> [Extract to read]
● ● ● ●

DirtyMoe is rapidly growing, it passed from 10,000 infected systems in 2020 to more than 100,000 in the first half of 2021.

 

More than 100,000 Windows systems have been infected with the DirtyMoe malware. According to cyber-security firm Avast, a Windows malware botnet thought to be managed out of China has surged this year, increasing from 10,000 infected systems in 2020 to more than 100,000 in the first half of 2021. The malware, which goes by the names DirtyMoe, PurpleFox, Perkiler, and NuggetPhantom, has been circulating since late 2017. 

Its main goal has been to infect Windows systems and mine cryptocurrency behind the users' backs, although the functionality to execute DDoS assaults was discovered in 2018. The botnet was a small-scale operation for the majority of its existence. Its authors mostly used email spam to get people to malicious websites that hosted the PurpleFox exploit kit. 

This web-based attack tool took use of browser vulnerabilities, most commonly in Internet Explorer, to install a rootkit component on unpatched Windows computers, giving the malware complete control over the affected host, which is then used for crypto-mining. This rootkit, also known as DirtyMoe, PurpleFox, Perkiler, and NuggetPhantom, was well-known in the cyber-security field, but it was only considered a minor threat. 

According to Avast, the DirtyMoe botnet had an annual average of a few hundred to a few thousand infected systems for the majority of its life from 2017 to 2020. Things changed dramatically near the end of 2021 when the DirtyMoe gang released an update to their operation that included a worm module that allowed the malware to spread across the internet to other Windows systems. “Recently, a new infection vector that cracks Windows machines through SMB password brute force is on the rise” reads the analysis published by Avast. This module scoured the internet for distant Windows machines that had left their SMB port exposed online and launched password brute-force attacks against them.

● ● ● ●

> [Given data]
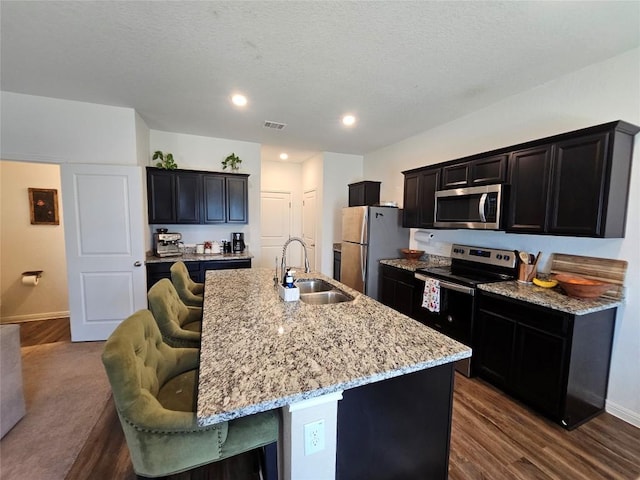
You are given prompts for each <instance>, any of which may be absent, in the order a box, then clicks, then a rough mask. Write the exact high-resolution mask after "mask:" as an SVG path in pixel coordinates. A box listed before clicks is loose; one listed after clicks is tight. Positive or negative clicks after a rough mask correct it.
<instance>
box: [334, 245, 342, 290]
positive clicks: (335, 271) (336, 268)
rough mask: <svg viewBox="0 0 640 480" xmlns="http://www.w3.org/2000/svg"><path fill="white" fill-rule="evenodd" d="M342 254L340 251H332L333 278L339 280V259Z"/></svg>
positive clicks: (339, 266)
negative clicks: (332, 262)
mask: <svg viewBox="0 0 640 480" xmlns="http://www.w3.org/2000/svg"><path fill="white" fill-rule="evenodd" d="M341 257H342V254H341V253H340V252H336V251H335V250H334V252H333V279H334V280H336V281H338V282H339V281H340V259H341Z"/></svg>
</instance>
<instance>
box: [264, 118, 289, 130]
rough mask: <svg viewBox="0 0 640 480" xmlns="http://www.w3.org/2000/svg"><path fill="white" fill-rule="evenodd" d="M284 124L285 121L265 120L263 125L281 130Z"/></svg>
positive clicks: (283, 127)
mask: <svg viewBox="0 0 640 480" xmlns="http://www.w3.org/2000/svg"><path fill="white" fill-rule="evenodd" d="M286 126H287V124H286V123H279V122H270V121H269V120H265V121H264V125H263V127H264V128H273V129H274V130H282V129H283V128H284V127H286Z"/></svg>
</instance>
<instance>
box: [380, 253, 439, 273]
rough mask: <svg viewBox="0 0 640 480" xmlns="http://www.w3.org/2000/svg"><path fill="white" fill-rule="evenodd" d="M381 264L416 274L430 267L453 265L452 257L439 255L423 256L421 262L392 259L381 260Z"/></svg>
mask: <svg viewBox="0 0 640 480" xmlns="http://www.w3.org/2000/svg"><path fill="white" fill-rule="evenodd" d="M380 263H382V264H384V265H389V266H391V267H396V268H400V269H402V270H408V271H410V272H415V271H416V270H417V269H419V268H428V267H444V266H447V265H451V257H440V256H438V255H423V256H422V257H420V260H407V259H405V258H390V259H386V260H380Z"/></svg>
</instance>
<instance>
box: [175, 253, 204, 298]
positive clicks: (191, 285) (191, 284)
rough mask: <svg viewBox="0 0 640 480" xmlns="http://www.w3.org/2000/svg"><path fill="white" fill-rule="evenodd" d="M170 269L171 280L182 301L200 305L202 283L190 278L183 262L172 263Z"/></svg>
mask: <svg viewBox="0 0 640 480" xmlns="http://www.w3.org/2000/svg"><path fill="white" fill-rule="evenodd" d="M170 270H171V281H172V282H173V286H174V287H175V288H176V291H177V292H178V296H179V297H180V299H181V300H182V302H183V303H184V304H185V305H188V306H192V307H201V306H202V302H203V300H204V297H203V293H204V283H197V282H194V281H193V280H192V279H191V276H190V275H189V270H187V266H186V265H185V264H184V262H176V263H174V264H173V265H171V269H170Z"/></svg>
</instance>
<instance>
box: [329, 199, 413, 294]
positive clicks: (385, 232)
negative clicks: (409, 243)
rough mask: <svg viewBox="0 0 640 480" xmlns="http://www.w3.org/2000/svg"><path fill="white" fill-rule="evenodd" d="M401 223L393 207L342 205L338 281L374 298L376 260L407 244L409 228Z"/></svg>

● ● ● ●

> [Aim of the exercise] From the DirtyMoe piece above, pull out word for word the passage starting with "Its main goal" and going on through "PurpleFox exploit kit.".

> [Result for this exercise]
Its main goal has been to infect Windows systems and mine cryptocurrency behind the users' backs, although the functionality to execute DDoS assaults was discovered in 2018. The botnet was a small-scale operation for the majority of its existence. Its authors mostly used email spam to get people to malicious websites that hosted the PurpleFox exploit kit.